__Given text__
begin

PREMIERE: Slic’s “2Real” is minimalist hyperreal hyperpop for modern living

To be fair I’m not really sure if Slic’s EP 2Real is really “minimalist hyperreal hyperpop” but it sounds real good in the headline and either way the EP is making is official debut for reals right here on the DELI blog plus it’s really Bandcamp Day (woot woot!) and there’s really an official release party on 9/23 on the rooftop of 99 Canal St. (woot! woot!) so let’s not waste time splitting hairs between reality, surreality, and hyperreality mmmkay.

The title track of 2Real opens with the lyric “I can’t shake this feeling now it’s all too real” sung in airy elevated tones over low synthetic rumblings and radio static but soon the song settles into a unsettled groove of pulsing quasars and it’s revealed in the second verse that “everything I love is from another world” and these two statements taken together get at the heart of Slic’s art with it’s galvanizing, glitched-out interplay between visceral and etherial realms and who’s to say which is really more real?

Likewise, 2Real’s four songs (all production, performance, and writing by Slic; mixed by Tobias (2real, new green), evy (animal), and slozza (world on ice), mastered by slozza) play off the contrast between bright, shiny melodic surfaces and tense, itching, squealing, squirming, fevered interiors full of timbral and textural intricacies that become more apparent upon each re-listen like low animal cravings dressed up in high fashion accessories.

And from whence do these compelling dynamics derive and from whose fevered mind are they produced? Well, far be it for me to play the psychoanalyst, but The Deli did manage to conduct a sit-down interview with Slic a.k.a. Cami Dominguez a couple days ago (really more like a rambling, highly-pleasant conversation about Venezuelan memes and getting lost in the creative process and current Mexican shoegaze bands and baffling early ‘70s porn parodies—whereupon insights were arguably gleaned.

end

__Raw data__
begin

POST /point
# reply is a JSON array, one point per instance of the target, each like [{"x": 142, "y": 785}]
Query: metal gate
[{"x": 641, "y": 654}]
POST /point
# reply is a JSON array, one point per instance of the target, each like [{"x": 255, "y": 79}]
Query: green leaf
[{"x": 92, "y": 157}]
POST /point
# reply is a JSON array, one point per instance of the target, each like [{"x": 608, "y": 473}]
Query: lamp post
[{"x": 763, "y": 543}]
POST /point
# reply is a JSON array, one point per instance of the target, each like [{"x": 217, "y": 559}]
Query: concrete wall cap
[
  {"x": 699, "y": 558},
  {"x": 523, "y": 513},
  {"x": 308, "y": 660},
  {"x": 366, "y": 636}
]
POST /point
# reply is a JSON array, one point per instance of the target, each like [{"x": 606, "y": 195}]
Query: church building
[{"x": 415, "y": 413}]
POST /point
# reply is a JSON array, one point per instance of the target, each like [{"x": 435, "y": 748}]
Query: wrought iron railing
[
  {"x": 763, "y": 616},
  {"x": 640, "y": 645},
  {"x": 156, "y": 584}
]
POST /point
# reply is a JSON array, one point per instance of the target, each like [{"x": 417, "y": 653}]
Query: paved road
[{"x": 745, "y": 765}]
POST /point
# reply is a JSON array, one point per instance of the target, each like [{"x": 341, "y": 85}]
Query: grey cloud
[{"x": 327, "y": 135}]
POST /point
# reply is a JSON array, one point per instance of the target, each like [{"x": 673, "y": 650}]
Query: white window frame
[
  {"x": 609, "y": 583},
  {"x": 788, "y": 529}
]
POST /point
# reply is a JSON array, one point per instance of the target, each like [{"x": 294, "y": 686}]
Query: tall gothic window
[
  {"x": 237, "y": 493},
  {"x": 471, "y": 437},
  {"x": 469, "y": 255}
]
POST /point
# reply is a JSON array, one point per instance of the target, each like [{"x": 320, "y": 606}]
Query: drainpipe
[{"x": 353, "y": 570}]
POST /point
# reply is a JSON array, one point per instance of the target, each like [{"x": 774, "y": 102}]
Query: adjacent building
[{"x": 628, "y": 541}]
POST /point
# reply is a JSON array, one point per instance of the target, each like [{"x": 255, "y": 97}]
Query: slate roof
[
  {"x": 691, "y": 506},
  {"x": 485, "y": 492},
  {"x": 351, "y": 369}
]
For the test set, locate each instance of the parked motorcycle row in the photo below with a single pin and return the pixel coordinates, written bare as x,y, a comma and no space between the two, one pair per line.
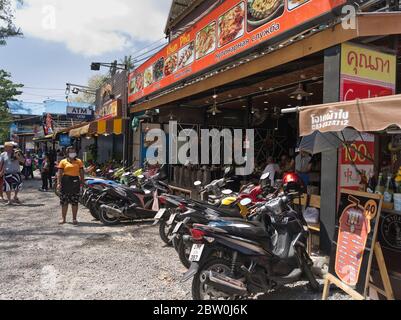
236,244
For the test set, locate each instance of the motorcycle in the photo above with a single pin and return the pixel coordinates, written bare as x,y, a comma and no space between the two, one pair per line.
234,260
180,224
118,203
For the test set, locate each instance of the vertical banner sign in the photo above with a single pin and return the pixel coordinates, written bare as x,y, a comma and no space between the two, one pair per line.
355,236
233,27
365,73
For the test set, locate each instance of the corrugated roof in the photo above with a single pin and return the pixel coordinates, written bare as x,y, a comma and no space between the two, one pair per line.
38,109
177,8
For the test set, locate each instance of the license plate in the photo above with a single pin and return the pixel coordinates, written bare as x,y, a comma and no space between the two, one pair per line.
172,218
160,214
196,252
177,227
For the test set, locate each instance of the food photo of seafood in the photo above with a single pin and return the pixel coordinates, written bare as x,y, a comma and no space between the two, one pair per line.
261,12
206,40
293,4
170,65
148,76
231,24
136,83
186,55
158,70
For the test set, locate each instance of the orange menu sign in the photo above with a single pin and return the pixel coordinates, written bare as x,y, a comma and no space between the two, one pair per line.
233,27
356,232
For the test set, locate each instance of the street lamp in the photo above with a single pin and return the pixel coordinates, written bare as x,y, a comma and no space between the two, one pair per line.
95,66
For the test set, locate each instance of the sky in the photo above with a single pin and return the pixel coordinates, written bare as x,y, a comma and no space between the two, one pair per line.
62,38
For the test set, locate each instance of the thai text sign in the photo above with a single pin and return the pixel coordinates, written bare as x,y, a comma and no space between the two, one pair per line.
356,232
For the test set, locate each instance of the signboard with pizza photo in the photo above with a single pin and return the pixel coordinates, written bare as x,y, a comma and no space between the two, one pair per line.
355,243
233,27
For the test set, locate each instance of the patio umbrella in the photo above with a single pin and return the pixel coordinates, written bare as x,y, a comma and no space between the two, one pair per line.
319,142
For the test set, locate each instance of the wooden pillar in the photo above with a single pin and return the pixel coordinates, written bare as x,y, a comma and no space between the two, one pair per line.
329,170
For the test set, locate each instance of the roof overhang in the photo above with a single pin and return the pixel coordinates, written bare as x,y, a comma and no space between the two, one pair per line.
364,115
368,25
179,10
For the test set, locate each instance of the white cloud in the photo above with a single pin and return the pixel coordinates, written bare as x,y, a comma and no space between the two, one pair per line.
94,27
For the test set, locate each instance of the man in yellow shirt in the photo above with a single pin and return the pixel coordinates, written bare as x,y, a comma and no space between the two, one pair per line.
70,178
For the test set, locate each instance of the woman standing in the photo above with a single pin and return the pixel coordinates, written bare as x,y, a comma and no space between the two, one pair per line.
70,177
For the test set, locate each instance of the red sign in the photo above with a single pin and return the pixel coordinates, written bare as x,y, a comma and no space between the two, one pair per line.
233,27
362,76
352,90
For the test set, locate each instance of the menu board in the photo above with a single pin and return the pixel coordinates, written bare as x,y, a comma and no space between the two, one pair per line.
357,223
231,28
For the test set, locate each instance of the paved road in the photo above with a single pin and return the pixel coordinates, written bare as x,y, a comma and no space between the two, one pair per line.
42,260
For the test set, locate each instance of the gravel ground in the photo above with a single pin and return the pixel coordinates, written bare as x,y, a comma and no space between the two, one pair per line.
41,260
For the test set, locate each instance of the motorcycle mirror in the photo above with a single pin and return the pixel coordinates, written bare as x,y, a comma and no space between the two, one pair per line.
227,192
245,202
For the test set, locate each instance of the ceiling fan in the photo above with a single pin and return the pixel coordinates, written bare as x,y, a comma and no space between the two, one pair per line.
214,110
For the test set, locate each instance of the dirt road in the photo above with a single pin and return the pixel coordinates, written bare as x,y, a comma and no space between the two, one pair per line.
41,260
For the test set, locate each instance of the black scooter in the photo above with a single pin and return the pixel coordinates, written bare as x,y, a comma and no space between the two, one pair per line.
240,259
119,202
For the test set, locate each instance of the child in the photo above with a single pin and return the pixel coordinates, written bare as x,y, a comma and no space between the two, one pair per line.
45,172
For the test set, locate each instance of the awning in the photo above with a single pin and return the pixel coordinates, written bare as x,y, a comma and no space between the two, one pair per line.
87,129
43,139
99,127
364,115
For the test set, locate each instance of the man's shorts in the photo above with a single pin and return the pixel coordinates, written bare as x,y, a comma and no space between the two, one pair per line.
12,182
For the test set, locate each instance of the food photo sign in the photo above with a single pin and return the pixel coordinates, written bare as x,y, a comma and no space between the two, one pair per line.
354,241
231,28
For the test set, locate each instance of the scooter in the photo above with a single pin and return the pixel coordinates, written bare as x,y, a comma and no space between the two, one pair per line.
239,260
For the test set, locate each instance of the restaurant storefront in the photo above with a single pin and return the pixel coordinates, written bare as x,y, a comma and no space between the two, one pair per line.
245,80
101,140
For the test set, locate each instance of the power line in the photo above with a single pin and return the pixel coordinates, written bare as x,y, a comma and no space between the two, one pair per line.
36,88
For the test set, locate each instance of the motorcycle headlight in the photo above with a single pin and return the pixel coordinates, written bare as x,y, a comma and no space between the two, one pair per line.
275,206
121,192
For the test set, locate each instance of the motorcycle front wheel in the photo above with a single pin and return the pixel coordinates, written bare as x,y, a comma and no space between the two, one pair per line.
201,291
107,219
183,253
94,211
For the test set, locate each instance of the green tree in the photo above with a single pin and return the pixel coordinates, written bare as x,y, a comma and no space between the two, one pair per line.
8,91
129,62
7,26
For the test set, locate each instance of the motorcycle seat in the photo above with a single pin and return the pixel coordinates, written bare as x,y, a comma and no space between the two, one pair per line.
225,213
243,229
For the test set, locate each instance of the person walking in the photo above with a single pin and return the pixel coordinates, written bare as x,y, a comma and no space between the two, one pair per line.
28,167
272,168
303,166
46,174
70,178
10,161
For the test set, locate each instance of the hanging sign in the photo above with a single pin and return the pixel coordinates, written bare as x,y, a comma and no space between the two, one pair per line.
78,113
365,73
230,29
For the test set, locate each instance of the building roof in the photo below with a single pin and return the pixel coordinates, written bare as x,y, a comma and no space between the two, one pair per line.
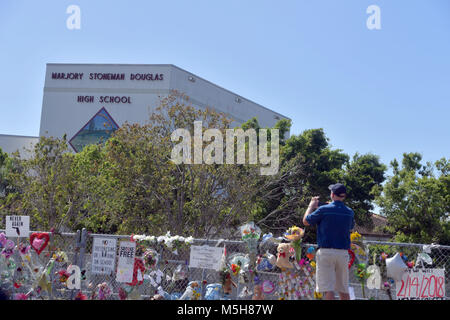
378,222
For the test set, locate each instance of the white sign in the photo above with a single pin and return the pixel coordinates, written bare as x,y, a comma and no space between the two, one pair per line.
103,256
17,226
206,257
421,284
125,265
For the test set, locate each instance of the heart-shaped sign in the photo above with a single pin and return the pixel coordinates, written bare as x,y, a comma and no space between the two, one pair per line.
352,259
138,267
39,241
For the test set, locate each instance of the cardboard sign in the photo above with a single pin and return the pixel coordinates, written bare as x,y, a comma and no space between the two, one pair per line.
103,256
17,226
125,265
206,257
421,284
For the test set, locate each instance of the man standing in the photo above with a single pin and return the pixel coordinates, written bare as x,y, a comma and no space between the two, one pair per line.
334,223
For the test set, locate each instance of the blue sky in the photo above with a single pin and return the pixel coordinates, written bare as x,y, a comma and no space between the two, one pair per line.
382,91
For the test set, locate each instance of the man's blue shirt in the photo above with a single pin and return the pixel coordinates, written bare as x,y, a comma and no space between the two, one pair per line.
334,222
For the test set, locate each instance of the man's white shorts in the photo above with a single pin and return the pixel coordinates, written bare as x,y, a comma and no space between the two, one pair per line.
332,270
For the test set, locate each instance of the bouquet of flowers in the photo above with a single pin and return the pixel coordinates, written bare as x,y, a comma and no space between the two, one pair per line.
250,234
362,275
295,235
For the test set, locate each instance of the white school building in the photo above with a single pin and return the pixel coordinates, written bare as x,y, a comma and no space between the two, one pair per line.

end

__To be done__
Reproduce the passage of the post about Slic's EP starting with "To be fair I’m" and going on through "and hyperreality mmmkay.".

__Reply to the exercise__
To be fair I’m not really sure if Slic’s EP 2Real is really “minimalist hyperreal hyperpop” but it sounds real good in the headline and either way the EP is making is official debut for reals right here on the DELI blog plus it’s really Bandcamp Day (woot woot!) and there’s really an official release party on 9/23 on the rooftop of 99 Canal St. (woot! woot!) so let’s not waste time splitting hairs between reality, surreality, and hyperreality mmmkay.